** start of Records shown **

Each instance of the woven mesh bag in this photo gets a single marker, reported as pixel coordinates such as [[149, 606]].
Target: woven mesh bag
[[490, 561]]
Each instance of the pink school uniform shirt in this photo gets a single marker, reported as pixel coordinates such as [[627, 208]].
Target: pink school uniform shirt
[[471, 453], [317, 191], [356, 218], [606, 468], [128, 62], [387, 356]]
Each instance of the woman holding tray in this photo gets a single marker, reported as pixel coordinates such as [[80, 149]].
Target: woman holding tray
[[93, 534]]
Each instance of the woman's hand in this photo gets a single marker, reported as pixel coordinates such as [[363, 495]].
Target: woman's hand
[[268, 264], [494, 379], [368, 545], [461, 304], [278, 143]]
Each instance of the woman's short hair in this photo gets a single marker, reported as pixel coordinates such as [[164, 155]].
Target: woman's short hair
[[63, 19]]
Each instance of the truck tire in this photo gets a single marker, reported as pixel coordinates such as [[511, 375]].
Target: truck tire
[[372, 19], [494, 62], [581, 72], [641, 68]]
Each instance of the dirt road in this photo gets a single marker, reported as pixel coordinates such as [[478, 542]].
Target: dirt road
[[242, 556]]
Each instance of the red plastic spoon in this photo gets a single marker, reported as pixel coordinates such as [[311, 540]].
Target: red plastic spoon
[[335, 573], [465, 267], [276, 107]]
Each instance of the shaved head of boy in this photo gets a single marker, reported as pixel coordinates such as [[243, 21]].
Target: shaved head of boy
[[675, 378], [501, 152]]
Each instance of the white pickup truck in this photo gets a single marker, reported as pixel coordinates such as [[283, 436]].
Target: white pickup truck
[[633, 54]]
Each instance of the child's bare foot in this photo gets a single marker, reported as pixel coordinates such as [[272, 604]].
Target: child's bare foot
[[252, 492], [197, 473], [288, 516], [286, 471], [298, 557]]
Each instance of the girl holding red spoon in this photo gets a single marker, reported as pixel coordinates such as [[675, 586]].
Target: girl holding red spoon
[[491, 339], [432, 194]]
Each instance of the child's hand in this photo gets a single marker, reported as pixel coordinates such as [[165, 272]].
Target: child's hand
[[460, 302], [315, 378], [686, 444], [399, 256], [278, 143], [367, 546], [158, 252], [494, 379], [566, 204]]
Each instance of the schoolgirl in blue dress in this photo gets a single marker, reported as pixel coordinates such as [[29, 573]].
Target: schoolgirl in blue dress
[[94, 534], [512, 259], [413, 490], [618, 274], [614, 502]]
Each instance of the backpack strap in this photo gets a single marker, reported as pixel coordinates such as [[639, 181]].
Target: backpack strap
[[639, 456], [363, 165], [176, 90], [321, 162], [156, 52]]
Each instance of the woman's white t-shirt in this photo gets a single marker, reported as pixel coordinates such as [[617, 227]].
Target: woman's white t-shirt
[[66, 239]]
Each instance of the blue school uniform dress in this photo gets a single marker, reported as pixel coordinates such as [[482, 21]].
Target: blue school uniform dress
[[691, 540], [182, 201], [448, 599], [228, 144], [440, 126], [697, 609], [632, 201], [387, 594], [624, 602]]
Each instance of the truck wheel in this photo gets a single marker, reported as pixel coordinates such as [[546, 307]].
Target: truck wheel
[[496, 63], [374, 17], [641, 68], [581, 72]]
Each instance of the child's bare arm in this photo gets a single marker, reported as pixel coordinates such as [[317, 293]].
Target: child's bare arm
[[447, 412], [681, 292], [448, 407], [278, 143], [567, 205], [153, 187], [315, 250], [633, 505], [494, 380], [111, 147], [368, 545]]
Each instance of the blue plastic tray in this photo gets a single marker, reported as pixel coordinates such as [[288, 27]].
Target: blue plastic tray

** end of Records shown **

Reproduce the entire listing above word for word, keeping every line.

◆ Solved problem
Each instance of the woven mesh bag in this photo gets a single marker, reported as pixel coordinates such as [[149, 606]].
Target: woven mesh bag
[[490, 561]]
Each instance of the pink school uniform shirt in this photo gets a single marker, reported as pixel coordinates such as [[627, 208]].
Target: pink school uniform shirt
[[471, 453], [317, 191], [356, 218], [606, 468], [128, 62], [387, 356]]
Each instance of the woman holding tray in this photo gets a single marker, reported as pixel coordinates such as [[80, 149]].
Target: woman holding tray
[[93, 534]]
Each instance of the woman's hand in this photo gets a single marker, reported as pixel coordinates such as [[363, 495]].
Target: woman's hand
[[268, 264], [494, 379], [368, 545], [461, 304], [278, 143]]
Each instance of the woman's short hair in this photo gets a single marker, reported as pixel coordinates such as [[164, 155]].
Target: woman's short hair
[[63, 19]]
Each instance of the truck tire in this photo gets a single marker, reported as pixel coordinates such as [[511, 375]].
Target: truck tire
[[372, 19], [494, 62], [581, 72], [641, 68]]
Each instance of the dirt road in this photo gets a single marker, reported as pixel coordinates such as [[478, 542]].
Target: dirt road
[[242, 556]]
Each instance of the red plastic spoon in this photo gets a single marker, reported as pixel coordinates such as [[311, 540]].
Target: red plastic spoon
[[335, 573], [465, 267], [276, 107]]
Each instance of the shaved head of boy in this photo gets a single marker, reported as pixel coordinates such as [[243, 21]].
Target: shaved head of boy
[[675, 378], [501, 152]]
Each instance of the white pickup truck in this photo gets a single marker, reported as pixel coordinates such as [[283, 436]].
Target: white pickup truck
[[633, 54]]
Each instance of the child's bare foot in this photo gets a single marker, reported as pixel coordinates such as [[272, 604]].
Target: child's bare foot
[[252, 492], [197, 473], [288, 516], [286, 471], [298, 557]]
Each instance of the girl holding red spoon in this photo gets a single marker, reported as pixel coordinates such as [[675, 586]].
Target: girl holding red spoon
[[491, 339], [432, 194]]
Each instance of the child's hand in this photo gets a single marker, reported as pixel coordinates such as [[165, 272]].
Target: child's hand
[[460, 302], [315, 378], [686, 444], [399, 256], [278, 143], [367, 546], [158, 252], [494, 379], [566, 204]]
Each instance of the schoolgirl in blue dress in this photo gets a single marker, reported as pixel coordinates such as [[29, 573]].
Target: schoolgirl in blue dress
[[94, 534], [512, 259], [413, 490], [618, 274], [614, 502]]
Each instance of the backpack strap in this photo gets a single marker, reported as pixel coordinates such as [[639, 181]].
Target: backpack strap
[[639, 456], [363, 165], [176, 90], [321, 162], [156, 52]]
Each instance of the woman's white t-shirt in this photo gets a single marker, reported as pixel coordinates such as [[617, 227]].
Target: woman's white t-shirt
[[66, 239]]
Each instance of the blue school uniform dress in this photo gets a single marker, reported as pixel coordinates such as [[482, 21]].
Target: blue school uniform dress
[[691, 540], [182, 201], [448, 599], [228, 144], [440, 126], [697, 609], [632, 201], [387, 594], [624, 602]]
Each instance of the truck wheel in this photo gets a single marker, reported as pixel coordinates such as [[546, 307]].
Target: truck wheel
[[496, 63], [374, 17], [641, 68], [581, 72]]
Each instance of the child's bare arm in this photo gets a single marker, reported as pixel coordinates such as [[317, 293]].
Target: child's bare arm
[[447, 412], [681, 292], [448, 407], [278, 143], [567, 205], [153, 187], [315, 250], [633, 505], [494, 380], [111, 147], [368, 545]]
Each instance of the blue plastic tray in this photo gets a single marker, reported as pixel coordinates such as [[288, 27]].
Target: blue plastic tray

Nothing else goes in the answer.